>> BEGIN Information supplied

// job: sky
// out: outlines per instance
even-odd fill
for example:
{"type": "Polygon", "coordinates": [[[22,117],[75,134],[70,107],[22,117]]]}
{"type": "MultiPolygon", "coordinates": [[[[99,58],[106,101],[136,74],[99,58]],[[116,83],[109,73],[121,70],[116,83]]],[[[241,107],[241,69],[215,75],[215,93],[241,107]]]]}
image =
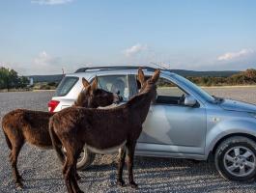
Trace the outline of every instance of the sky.
{"type": "Polygon", "coordinates": [[[256,69],[254,0],[0,0],[0,67],[256,69]]]}

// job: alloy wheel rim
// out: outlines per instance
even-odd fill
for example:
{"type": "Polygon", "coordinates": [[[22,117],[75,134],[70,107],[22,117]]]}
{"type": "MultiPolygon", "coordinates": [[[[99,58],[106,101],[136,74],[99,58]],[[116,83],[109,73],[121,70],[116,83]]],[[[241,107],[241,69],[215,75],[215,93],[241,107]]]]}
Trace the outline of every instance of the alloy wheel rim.
{"type": "Polygon", "coordinates": [[[250,175],[256,166],[255,154],[246,147],[233,147],[224,154],[224,167],[235,177],[250,175]]]}

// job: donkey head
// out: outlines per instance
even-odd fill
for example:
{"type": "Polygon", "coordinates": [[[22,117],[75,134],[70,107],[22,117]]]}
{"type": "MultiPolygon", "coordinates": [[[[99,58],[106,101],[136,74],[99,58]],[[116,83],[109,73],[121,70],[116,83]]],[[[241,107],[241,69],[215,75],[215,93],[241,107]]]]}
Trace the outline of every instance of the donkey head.
{"type": "Polygon", "coordinates": [[[149,92],[153,99],[156,97],[156,85],[160,75],[160,69],[156,69],[152,77],[146,80],[144,72],[141,68],[138,69],[138,81],[140,82],[141,89],[139,93],[149,92]]]}
{"type": "Polygon", "coordinates": [[[120,102],[122,97],[102,89],[98,89],[98,78],[90,84],[85,78],[82,78],[84,90],[79,94],[75,106],[97,108],[99,106],[108,106],[114,102],[120,102]]]}

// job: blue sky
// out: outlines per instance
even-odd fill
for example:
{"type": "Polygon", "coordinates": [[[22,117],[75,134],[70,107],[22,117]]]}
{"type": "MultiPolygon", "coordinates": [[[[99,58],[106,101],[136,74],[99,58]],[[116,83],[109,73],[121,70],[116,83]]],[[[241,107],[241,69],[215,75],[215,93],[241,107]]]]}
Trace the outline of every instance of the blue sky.
{"type": "Polygon", "coordinates": [[[0,66],[20,74],[150,65],[256,69],[254,0],[3,0],[0,66]]]}

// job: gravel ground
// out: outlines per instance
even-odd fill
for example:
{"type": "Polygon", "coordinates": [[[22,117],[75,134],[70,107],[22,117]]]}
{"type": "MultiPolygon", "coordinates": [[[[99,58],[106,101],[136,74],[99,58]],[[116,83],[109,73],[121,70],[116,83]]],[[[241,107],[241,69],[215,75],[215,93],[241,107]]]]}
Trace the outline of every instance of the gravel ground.
{"type": "MultiPolygon", "coordinates": [[[[256,87],[207,89],[217,96],[232,97],[256,104],[256,87]]],[[[0,93],[0,120],[15,108],[46,110],[52,92],[0,93]]],[[[0,131],[0,192],[66,192],[62,167],[53,151],[25,145],[18,158],[24,189],[17,191],[7,159],[9,149],[0,131]]],[[[80,172],[79,185],[85,192],[134,192],[117,187],[116,154],[97,156],[92,167],[80,172]]],[[[128,174],[125,170],[124,179],[128,174]]],[[[223,179],[213,163],[194,163],[185,159],[135,157],[135,192],[255,192],[256,182],[239,183],[223,179]]]]}

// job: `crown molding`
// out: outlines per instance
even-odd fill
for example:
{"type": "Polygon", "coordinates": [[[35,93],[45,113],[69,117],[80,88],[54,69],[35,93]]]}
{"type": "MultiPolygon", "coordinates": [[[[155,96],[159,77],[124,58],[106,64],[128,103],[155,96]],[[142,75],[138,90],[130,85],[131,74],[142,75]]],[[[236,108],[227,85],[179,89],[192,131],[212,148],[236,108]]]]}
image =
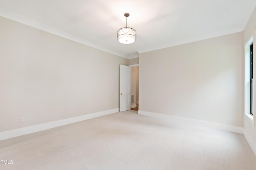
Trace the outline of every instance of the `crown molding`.
{"type": "Polygon", "coordinates": [[[128,57],[123,54],[94,44],[91,42],[1,8],[0,8],[0,16],[122,57],[129,59],[128,57]]]}

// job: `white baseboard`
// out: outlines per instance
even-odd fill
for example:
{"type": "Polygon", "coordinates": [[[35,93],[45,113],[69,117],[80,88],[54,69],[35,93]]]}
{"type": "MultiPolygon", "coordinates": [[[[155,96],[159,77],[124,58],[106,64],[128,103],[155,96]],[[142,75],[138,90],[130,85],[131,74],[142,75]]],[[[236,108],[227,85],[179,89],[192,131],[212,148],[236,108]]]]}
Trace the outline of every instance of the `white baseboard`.
{"type": "Polygon", "coordinates": [[[34,126],[0,132],[0,141],[78,122],[119,111],[119,108],[106,110],[34,126]]]}
{"type": "Polygon", "coordinates": [[[244,133],[243,134],[244,135],[244,138],[248,143],[248,144],[251,147],[251,149],[252,150],[252,151],[254,153],[254,154],[256,155],[256,144],[254,142],[253,140],[252,139],[252,138],[250,137],[250,135],[248,135],[244,129],[244,133]]]}
{"type": "Polygon", "coordinates": [[[244,128],[242,127],[238,127],[237,126],[164,115],[163,114],[156,113],[140,110],[138,111],[138,114],[154,117],[169,119],[176,123],[185,123],[192,125],[199,125],[238,133],[243,134],[244,132],[244,128]]]}
{"type": "Polygon", "coordinates": [[[131,106],[131,107],[132,108],[132,109],[133,108],[137,107],[137,105],[136,104],[133,104],[131,106]]]}

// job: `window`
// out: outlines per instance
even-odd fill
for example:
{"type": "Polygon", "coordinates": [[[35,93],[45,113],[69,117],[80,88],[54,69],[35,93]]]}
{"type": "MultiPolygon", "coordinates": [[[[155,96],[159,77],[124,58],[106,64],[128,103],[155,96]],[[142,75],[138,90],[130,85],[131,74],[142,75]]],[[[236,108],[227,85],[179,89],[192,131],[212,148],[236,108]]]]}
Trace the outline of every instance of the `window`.
{"type": "Polygon", "coordinates": [[[253,111],[252,111],[252,107],[253,103],[253,43],[250,45],[250,114],[253,115],[253,111]]]}
{"type": "Polygon", "coordinates": [[[254,38],[256,37],[256,29],[254,29],[250,38],[244,46],[244,111],[247,116],[245,116],[245,119],[247,119],[254,125],[256,125],[256,121],[254,117],[254,112],[256,111],[255,104],[256,87],[254,76],[256,75],[255,72],[256,67],[254,63],[254,60],[255,60],[253,54],[254,37],[254,38]]]}

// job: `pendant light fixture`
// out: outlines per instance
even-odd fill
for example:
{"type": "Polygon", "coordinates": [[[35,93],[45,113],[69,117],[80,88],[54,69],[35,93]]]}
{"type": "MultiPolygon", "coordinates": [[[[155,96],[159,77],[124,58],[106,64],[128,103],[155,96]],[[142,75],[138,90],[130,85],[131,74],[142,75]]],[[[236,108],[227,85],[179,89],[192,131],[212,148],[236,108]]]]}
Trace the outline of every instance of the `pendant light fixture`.
{"type": "Polygon", "coordinates": [[[127,27],[127,17],[129,16],[129,13],[124,14],[124,16],[126,18],[126,27],[117,31],[117,40],[123,44],[131,44],[136,40],[136,31],[133,28],[127,27]]]}

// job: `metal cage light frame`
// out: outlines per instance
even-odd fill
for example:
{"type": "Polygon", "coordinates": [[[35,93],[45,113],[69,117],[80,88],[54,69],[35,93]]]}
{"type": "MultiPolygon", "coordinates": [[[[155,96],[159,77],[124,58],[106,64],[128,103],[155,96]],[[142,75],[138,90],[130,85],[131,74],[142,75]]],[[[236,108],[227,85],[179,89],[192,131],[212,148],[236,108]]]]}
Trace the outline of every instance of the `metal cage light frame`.
{"type": "Polygon", "coordinates": [[[124,14],[124,16],[126,18],[126,27],[120,28],[117,31],[117,40],[123,44],[131,44],[136,40],[137,37],[136,31],[127,27],[127,17],[129,16],[129,13],[124,14]]]}

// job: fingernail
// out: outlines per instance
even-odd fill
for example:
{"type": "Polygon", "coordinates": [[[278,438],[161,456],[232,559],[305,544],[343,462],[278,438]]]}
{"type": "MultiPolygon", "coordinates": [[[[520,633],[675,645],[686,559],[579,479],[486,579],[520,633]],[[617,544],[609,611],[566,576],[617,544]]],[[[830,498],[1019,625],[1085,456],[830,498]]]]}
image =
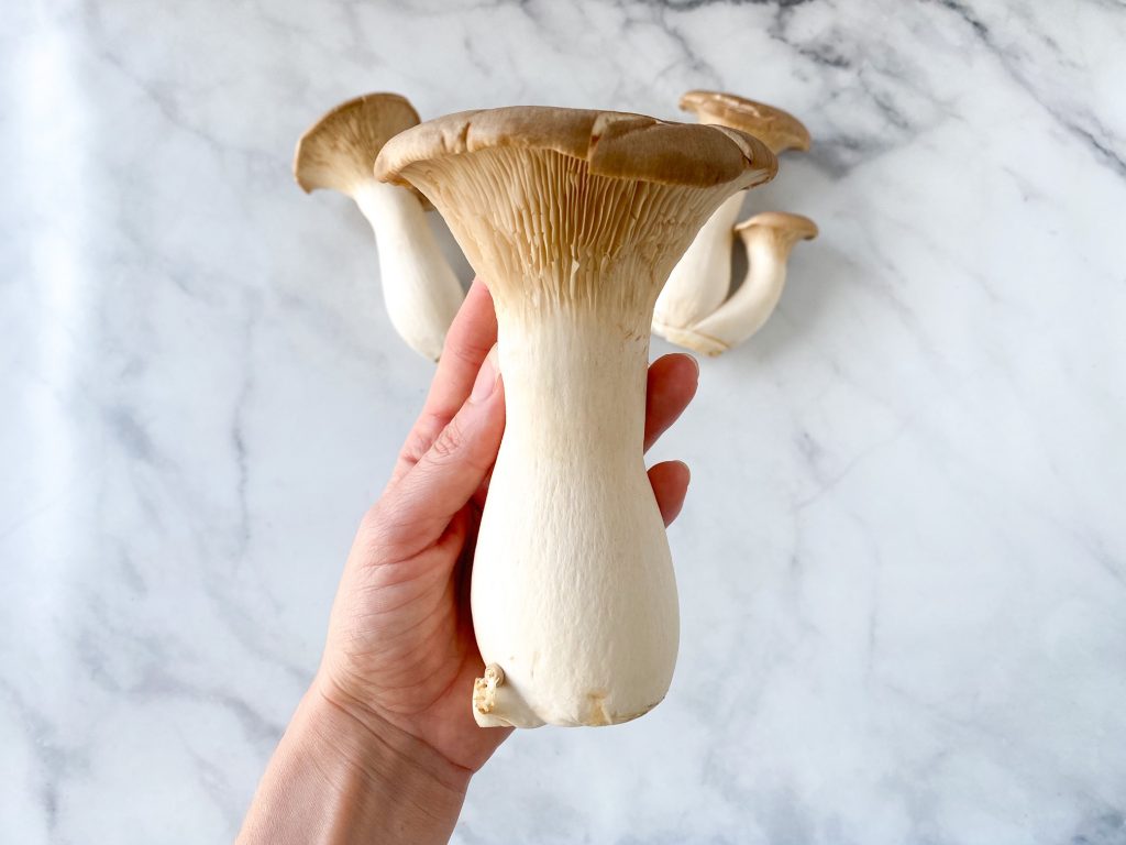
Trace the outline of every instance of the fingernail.
{"type": "Polygon", "coordinates": [[[696,361],[696,356],[694,356],[694,355],[686,355],[685,357],[688,358],[690,362],[692,362],[692,366],[696,367],[696,381],[699,381],[699,377],[700,377],[700,363],[698,361],[696,361]]]}
{"type": "Polygon", "coordinates": [[[470,393],[471,402],[483,402],[497,390],[497,382],[500,380],[500,367],[497,365],[497,344],[489,350],[485,359],[481,362],[481,370],[477,371],[477,379],[473,382],[473,392],[470,393]]]}

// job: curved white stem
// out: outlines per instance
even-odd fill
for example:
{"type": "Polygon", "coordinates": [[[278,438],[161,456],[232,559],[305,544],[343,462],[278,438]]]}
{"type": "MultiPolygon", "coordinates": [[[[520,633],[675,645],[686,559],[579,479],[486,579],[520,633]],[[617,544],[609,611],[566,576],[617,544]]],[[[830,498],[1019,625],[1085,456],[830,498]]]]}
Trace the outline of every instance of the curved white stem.
{"type": "Polygon", "coordinates": [[[686,329],[676,343],[705,355],[720,355],[747,340],[770,319],[786,286],[786,259],[794,240],[754,226],[743,233],[747,276],[712,314],[686,329]]]}
{"type": "Polygon", "coordinates": [[[437,361],[465,296],[410,190],[372,179],[352,193],[379,249],[379,278],[395,331],[417,353],[437,361]]]}
{"type": "Polygon", "coordinates": [[[497,302],[507,421],[473,564],[473,628],[492,674],[474,715],[483,727],[624,722],[664,697],[679,639],[642,454],[649,331],[581,306],[528,319],[497,302]]]}
{"type": "Polygon", "coordinates": [[[731,290],[732,226],[743,206],[745,190],[727,197],[669,274],[653,312],[653,331],[676,340],[686,329],[711,314],[731,290]]]}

>> END Information supplied

[What to do] Please output, unchanged, the data lines beginning with the line that contains "job: curved white stem" and stopping after the line that contains "Trace the outline of every instance of the curved".

[Written solution]
// job: curved white stem
// out: outlines per instance
even-odd fill
for example:
{"type": "Polygon", "coordinates": [[[278,438],[161,456],[232,559],[305,544],[343,462],[278,438]]]}
{"type": "MultiPolygon", "coordinates": [[[[520,633],[675,645],[686,559],[579,479],[486,579],[520,633]],[[617,544],[609,611],[566,576],[617,544]]],[[[830,498],[1019,625],[1085,456],[830,498]]]]}
Trace the outline of every instance of the curved white stem.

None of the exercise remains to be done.